● WORK REQUEST
Return exactly the lines below, starting with the one that has "Query: recliner seat cushion" and going on through the one that has "[[394, 246], [242, 347], [9, 191]]".

━━━━━ DATA EXTRACTS

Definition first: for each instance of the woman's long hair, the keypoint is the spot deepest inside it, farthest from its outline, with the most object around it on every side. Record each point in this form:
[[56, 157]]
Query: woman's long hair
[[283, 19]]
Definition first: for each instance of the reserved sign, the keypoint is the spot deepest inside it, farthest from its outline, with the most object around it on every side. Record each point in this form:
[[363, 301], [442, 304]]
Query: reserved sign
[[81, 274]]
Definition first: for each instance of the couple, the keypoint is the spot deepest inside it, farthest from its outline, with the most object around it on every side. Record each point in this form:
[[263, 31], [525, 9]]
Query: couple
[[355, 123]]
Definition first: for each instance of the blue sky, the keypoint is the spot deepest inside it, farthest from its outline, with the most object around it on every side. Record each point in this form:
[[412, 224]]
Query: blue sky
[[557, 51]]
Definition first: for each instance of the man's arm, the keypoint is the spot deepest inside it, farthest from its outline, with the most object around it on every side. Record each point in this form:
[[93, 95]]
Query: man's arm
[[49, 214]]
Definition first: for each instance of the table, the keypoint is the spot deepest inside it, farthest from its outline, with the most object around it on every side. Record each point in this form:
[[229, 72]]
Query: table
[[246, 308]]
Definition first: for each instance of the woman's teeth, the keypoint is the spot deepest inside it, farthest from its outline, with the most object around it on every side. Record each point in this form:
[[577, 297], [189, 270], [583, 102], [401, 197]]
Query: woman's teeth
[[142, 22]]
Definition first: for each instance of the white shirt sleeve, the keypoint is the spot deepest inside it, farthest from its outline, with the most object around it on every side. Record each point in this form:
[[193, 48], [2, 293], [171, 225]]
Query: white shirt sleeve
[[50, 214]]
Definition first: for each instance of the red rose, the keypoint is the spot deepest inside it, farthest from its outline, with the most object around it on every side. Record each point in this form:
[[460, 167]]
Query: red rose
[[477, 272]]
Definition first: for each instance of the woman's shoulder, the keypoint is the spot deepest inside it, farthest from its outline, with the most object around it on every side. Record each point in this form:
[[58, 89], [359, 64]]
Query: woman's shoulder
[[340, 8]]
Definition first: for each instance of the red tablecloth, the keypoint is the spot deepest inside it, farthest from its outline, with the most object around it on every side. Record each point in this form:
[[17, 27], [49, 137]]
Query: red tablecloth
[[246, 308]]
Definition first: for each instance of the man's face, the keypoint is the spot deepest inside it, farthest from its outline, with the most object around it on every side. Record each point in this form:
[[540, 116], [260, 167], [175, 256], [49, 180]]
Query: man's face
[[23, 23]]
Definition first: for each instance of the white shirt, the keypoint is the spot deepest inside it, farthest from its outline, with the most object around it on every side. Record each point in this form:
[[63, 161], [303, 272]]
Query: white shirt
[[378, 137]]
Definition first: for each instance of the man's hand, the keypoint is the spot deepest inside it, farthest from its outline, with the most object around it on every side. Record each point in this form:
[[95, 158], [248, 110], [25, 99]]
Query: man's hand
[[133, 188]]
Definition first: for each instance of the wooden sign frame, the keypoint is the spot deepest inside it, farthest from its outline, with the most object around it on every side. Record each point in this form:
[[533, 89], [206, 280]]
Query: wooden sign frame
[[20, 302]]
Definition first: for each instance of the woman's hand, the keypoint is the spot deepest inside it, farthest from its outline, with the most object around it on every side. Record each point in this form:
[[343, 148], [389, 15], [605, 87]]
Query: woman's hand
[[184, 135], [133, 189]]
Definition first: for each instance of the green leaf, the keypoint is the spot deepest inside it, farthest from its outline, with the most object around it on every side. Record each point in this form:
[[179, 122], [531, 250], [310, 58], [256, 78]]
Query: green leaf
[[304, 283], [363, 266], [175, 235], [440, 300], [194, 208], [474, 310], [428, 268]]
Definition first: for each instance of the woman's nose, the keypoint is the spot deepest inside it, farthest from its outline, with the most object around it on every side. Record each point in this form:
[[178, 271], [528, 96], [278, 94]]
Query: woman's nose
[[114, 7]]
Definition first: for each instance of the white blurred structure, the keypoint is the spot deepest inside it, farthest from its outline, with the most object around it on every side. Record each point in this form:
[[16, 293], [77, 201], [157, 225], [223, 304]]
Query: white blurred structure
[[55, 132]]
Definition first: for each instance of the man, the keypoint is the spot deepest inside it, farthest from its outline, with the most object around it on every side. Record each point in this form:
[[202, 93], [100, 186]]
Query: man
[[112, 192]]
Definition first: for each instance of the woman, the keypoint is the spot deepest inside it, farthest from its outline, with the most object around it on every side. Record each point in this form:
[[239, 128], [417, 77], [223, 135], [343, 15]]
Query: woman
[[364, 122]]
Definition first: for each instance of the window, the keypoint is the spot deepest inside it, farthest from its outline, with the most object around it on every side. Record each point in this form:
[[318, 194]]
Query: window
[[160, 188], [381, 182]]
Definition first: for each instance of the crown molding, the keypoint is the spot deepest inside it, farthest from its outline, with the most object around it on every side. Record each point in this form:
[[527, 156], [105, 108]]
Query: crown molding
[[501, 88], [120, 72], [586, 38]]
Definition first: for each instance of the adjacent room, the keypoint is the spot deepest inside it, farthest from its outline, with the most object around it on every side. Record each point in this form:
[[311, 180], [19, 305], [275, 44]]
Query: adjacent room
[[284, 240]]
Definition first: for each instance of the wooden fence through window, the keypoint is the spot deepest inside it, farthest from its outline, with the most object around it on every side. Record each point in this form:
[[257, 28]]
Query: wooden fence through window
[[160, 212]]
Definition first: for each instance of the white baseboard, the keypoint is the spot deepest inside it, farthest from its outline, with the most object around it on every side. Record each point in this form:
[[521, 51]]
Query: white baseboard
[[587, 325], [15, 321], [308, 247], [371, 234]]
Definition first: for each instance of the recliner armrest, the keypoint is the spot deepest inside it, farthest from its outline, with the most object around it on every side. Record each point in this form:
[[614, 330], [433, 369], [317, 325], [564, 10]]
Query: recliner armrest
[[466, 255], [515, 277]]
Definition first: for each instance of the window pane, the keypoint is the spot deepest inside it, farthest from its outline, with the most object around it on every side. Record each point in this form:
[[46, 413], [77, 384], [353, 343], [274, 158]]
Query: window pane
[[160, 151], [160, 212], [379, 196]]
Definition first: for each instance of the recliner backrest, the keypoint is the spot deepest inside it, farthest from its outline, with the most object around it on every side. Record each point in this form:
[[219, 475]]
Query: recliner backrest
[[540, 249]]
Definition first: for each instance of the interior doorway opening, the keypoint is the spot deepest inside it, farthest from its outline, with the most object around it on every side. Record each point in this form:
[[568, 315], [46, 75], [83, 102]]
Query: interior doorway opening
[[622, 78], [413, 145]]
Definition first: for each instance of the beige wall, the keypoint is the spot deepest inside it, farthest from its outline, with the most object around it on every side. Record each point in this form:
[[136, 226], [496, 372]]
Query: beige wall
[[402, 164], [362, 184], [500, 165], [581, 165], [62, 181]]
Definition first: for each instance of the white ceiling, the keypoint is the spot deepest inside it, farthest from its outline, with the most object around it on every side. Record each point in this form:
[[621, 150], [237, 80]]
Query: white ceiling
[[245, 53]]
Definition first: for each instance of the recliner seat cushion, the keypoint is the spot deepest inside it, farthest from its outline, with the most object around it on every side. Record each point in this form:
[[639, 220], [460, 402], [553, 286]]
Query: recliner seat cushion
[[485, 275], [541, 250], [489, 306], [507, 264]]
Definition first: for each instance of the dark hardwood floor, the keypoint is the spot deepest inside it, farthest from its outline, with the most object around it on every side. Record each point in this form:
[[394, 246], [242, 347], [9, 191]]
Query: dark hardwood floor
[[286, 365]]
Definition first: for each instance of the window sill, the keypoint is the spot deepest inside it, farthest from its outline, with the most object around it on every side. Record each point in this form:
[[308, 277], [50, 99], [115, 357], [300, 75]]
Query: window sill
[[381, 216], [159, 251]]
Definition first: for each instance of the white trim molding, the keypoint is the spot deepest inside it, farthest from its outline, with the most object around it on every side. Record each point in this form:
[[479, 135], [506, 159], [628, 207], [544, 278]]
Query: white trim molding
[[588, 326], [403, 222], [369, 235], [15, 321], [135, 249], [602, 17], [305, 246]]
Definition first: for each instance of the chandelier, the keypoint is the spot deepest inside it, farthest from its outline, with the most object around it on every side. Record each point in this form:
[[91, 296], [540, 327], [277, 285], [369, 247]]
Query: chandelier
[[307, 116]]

━━━━━━━━━━

● YOUR SOLUTION
Query: recliner seat cushion
[[485, 275], [541, 250], [489, 306], [507, 264]]
Definition first: for each instance of the dark hardwood floor, the keypoint is the spot deepest inside it, farthest from its outline, with the most object around it on every side. Record each point in this form:
[[394, 246], [242, 347], [9, 191]]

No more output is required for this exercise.